**EXCERPT TO READ**.
A Turning Point in Medicare Policy

Guiding Principles for New Flexibility Under Special Supplemental Benefits for the Chronically Ill 

THE ISSUE

The Creating High-Quality Results and Outcomes Necessary to Improve Chronic (CHRONIC) Care Act, signed into law on February 9, 2018, updates fundamental principles of the Medicare program. Notably, the law allows coverage of non-primarily health related benefits through the Medicare Advantage program, as well as significant flexibility around who is eligible for these benefits and the services they receive.

For the first time, Medicare Advantage plans have significant flexibility in designing Special Supplemental Benefits for the Chronically Ill (SSBCI) that meet the individual needs of enrollees. While the SSBCI are a relatively small part of the Medicare Advantage program, the significance of this shift highlights the need for new principles to guide the implementation of SSBCI so that Medicare Advantage payers and providers can succeed in improving healthcare for chronically ill Medicare beneficiaries.

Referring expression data
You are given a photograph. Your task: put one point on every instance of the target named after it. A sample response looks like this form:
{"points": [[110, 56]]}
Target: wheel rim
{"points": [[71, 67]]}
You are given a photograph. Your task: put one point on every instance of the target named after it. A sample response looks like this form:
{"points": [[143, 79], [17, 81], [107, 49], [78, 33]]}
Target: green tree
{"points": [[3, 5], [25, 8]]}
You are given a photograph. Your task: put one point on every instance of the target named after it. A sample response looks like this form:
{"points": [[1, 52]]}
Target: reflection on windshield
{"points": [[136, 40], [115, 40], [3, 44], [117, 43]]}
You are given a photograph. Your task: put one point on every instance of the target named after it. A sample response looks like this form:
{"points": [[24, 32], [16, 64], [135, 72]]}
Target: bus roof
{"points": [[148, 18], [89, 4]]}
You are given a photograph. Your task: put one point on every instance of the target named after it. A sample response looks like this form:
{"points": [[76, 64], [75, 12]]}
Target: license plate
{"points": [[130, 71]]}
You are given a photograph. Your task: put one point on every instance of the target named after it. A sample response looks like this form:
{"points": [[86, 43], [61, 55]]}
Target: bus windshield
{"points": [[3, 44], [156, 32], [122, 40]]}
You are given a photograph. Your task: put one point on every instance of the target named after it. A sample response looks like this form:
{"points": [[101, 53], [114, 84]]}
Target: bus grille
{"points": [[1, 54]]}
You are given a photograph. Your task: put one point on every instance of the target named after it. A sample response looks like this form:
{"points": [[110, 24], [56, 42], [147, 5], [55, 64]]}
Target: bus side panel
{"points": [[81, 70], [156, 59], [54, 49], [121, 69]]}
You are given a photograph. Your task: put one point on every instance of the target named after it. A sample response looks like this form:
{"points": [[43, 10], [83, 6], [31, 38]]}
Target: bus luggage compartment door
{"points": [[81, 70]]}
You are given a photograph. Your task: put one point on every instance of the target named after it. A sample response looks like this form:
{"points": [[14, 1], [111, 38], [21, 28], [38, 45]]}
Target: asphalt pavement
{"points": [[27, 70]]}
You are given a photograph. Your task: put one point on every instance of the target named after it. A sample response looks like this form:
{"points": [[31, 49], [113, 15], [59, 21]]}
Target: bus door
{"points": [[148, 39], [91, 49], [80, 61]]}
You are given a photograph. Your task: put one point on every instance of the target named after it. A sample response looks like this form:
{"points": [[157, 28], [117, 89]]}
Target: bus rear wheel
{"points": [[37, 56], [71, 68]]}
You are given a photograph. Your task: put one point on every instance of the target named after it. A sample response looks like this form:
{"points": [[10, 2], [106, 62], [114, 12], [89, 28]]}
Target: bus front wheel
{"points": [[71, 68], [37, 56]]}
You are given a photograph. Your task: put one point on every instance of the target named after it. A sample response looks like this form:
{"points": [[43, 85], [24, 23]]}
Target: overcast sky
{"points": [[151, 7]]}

**ACTIVITY**. Can you return the complete Medicare policy text, word for word, without any changes?

**ANSWER FOR THE TASK**.
A Turning Point in Medicare Policy

Guiding Principles for New Flexibility Under Special Supplemental Benefits for the Chronically Ill 

THE ISSUE

The Creating High-Quality Results and Outcomes Necessary to Improve Chronic (CHRONIC) Care Act, signed into law on February 9, 2018, updates fundamental principles of the Medicare program. Notably, the law allows coverage of non-primarily health related benefits through the Medicare Advantage program, as well as significant flexibility around who is eligible for these benefits and the services they receive.

For the first time, Medicare Advantage plans have significant flexibility in designing Special Supplemental Benefits for the Chronically Ill (SSBCI) that meet the individual needs of enrollees. While the SSBCI are a relatively small part of the Medicare Advantage program, the significance of this shift highlights the need for new principles to guide the implementation of SSBCI so that Medicare Advantage payers and providers can succeed in improving healthcare for chronically ill Medicare beneficiaries.